[Point annotation dataset records]
----
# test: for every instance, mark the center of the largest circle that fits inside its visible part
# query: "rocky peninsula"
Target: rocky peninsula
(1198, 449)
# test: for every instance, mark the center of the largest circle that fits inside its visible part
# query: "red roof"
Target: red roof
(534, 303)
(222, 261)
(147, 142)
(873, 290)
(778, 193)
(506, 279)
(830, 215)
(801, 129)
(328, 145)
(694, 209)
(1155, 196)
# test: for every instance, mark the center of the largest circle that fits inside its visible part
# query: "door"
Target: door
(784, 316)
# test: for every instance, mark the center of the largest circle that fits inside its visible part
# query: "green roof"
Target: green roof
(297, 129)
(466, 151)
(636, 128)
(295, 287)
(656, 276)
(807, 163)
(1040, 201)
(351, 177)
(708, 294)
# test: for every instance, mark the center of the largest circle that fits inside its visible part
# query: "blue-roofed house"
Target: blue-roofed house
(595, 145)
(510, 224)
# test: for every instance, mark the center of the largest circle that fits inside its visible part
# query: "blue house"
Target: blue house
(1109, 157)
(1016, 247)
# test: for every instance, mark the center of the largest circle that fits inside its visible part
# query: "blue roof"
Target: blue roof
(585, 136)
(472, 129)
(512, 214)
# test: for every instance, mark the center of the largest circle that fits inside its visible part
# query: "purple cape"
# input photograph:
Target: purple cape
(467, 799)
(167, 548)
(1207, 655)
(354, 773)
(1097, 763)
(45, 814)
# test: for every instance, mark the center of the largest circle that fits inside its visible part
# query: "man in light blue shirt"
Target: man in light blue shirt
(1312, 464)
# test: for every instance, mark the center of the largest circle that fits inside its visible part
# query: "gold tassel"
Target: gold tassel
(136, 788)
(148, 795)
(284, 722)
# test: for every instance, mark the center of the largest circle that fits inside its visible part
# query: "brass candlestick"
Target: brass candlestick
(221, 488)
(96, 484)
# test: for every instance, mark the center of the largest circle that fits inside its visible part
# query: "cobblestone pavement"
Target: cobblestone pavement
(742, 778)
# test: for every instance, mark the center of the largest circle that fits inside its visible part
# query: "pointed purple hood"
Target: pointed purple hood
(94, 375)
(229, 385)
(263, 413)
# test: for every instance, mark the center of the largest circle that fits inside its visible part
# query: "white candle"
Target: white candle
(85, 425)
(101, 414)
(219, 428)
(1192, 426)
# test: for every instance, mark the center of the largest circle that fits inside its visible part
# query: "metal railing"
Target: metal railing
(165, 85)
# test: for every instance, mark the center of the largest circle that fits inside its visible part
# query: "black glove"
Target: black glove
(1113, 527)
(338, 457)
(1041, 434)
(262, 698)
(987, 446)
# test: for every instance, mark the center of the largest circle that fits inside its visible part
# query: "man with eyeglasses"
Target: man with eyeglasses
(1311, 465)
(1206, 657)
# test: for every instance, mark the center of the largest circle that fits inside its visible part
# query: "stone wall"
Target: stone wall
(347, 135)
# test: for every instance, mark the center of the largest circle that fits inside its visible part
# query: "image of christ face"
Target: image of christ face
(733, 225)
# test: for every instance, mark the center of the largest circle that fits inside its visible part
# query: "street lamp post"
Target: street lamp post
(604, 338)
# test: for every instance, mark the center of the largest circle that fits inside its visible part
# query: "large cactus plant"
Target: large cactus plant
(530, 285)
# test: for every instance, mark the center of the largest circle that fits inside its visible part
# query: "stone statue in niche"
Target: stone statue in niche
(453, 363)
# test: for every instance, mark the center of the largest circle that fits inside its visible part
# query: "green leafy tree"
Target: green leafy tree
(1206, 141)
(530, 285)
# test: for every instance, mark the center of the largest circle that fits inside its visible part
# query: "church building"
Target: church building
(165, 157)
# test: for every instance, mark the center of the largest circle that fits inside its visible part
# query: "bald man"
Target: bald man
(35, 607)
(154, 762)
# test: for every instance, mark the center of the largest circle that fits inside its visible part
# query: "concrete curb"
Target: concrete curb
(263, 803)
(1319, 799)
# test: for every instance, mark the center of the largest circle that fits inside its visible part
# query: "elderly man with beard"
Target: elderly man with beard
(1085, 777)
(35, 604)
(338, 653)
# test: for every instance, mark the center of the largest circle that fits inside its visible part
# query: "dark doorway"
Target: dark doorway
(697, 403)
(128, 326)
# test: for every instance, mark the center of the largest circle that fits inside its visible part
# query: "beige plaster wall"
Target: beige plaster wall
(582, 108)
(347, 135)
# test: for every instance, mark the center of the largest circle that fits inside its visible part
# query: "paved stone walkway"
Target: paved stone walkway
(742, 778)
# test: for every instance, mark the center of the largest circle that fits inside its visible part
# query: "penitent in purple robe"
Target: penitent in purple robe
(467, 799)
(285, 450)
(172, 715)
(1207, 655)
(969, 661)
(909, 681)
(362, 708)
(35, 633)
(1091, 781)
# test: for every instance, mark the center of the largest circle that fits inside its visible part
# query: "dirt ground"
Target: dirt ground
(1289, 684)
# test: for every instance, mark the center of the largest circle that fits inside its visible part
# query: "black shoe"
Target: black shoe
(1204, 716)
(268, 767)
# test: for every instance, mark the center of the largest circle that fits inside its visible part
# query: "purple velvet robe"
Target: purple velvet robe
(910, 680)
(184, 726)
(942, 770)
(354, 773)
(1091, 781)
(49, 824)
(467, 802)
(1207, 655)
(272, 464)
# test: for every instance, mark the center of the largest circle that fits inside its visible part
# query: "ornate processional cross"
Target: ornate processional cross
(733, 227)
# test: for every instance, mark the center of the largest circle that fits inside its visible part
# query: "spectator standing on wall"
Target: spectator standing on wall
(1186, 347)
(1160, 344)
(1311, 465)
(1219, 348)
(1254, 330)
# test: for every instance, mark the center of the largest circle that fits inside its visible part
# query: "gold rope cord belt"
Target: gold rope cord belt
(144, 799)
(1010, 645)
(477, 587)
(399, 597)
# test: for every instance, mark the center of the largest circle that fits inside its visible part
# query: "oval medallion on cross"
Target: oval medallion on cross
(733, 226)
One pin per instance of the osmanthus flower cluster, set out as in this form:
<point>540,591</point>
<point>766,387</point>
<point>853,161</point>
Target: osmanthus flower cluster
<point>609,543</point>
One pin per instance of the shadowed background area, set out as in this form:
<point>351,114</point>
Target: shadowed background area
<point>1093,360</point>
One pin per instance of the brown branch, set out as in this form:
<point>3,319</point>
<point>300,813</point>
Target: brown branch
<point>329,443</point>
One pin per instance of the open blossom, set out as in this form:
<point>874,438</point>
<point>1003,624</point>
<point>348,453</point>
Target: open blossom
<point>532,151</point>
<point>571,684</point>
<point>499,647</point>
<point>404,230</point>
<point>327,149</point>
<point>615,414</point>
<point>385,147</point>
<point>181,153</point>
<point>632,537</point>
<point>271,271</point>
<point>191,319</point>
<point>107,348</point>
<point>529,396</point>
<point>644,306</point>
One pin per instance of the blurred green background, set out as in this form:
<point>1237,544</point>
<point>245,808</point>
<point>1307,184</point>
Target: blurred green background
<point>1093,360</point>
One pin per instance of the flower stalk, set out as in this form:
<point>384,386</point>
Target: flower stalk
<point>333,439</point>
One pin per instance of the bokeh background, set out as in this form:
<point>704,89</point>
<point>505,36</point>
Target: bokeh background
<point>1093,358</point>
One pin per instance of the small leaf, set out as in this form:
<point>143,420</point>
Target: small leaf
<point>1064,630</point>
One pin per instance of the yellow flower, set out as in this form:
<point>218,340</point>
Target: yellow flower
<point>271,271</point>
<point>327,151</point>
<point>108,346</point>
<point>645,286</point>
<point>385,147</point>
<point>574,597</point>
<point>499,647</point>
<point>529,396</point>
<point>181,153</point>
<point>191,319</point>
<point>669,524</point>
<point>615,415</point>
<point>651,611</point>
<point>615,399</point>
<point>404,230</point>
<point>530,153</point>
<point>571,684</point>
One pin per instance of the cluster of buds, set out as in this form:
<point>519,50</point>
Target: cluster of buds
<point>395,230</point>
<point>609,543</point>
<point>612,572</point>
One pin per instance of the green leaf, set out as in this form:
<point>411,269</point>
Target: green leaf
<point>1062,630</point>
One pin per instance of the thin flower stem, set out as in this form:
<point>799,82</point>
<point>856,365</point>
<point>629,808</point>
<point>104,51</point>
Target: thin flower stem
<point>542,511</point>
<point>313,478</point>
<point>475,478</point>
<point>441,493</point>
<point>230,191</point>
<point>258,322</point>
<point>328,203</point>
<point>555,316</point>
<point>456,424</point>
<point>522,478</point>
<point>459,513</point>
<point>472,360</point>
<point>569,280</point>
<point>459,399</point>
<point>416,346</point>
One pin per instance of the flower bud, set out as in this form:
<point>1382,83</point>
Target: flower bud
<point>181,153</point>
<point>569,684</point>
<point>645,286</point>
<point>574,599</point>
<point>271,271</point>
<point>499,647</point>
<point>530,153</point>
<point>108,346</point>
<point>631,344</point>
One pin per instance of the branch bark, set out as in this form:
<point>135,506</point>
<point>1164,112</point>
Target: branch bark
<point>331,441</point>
----
◆ Task details ◆
Reproduce every line from the one containing "One pin per instance of the small" through the end of the items, inclusive, requests included. Shift each coordinate in the answers by adding 76 to it, and leave the requests and their format samples unchanged.

◆ Solution ◆
One pin per instance of the small leaf, set out as in this form:
<point>143,420</point>
Target: small leaf
<point>1140,706</point>
One pin per instance of the yellow flower, set out as in this form:
<point>218,340</point>
Target: yellow flower
<point>347,347</point>
<point>403,227</point>
<point>184,422</point>
<point>721,362</point>
<point>461,223</point>
<point>650,673</point>
<point>575,723</point>
<point>605,472</point>
<point>257,229</point>
<point>267,395</point>
<point>745,600</point>
<point>691,491</point>
<point>727,687</point>
<point>691,475</point>
<point>480,306</point>
<point>606,229</point>
<point>647,760</point>
One pin per instance of the cluster of buds, set out as in this form:
<point>519,50</point>
Target: cluster of buds
<point>471,306</point>
<point>685,619</point>
<point>688,648</point>
One pin per instance of the green leaf, set out as in this form:
<point>411,269</point>
Target: green leaf
<point>1138,706</point>
One pin per instance of the thin flower stem, set out as in this form:
<point>799,82</point>
<point>856,365</point>
<point>629,808</point>
<point>104,51</point>
Target: thin flower stem
<point>618,587</point>
<point>389,554</point>
<point>551,554</point>
<point>517,569</point>
<point>306,267</point>
<point>334,398</point>
<point>404,279</point>
<point>631,392</point>
<point>532,500</point>
<point>598,554</point>
<point>535,589</point>
<point>548,436</point>
<point>645,356</point>
<point>535,475</point>
<point>492,422</point>
One pin per instance of the flower bud, set out as in this form:
<point>1382,83</point>
Target: flower bud
<point>257,229</point>
<point>645,760</point>
<point>721,362</point>
<point>650,675</point>
<point>347,347</point>
<point>575,723</point>
<point>606,229</point>
<point>184,422</point>
<point>707,420</point>
One pin per instance of the branch bark, set out as in this form:
<point>135,506</point>
<point>1164,112</point>
Target: branch bark
<point>407,517</point>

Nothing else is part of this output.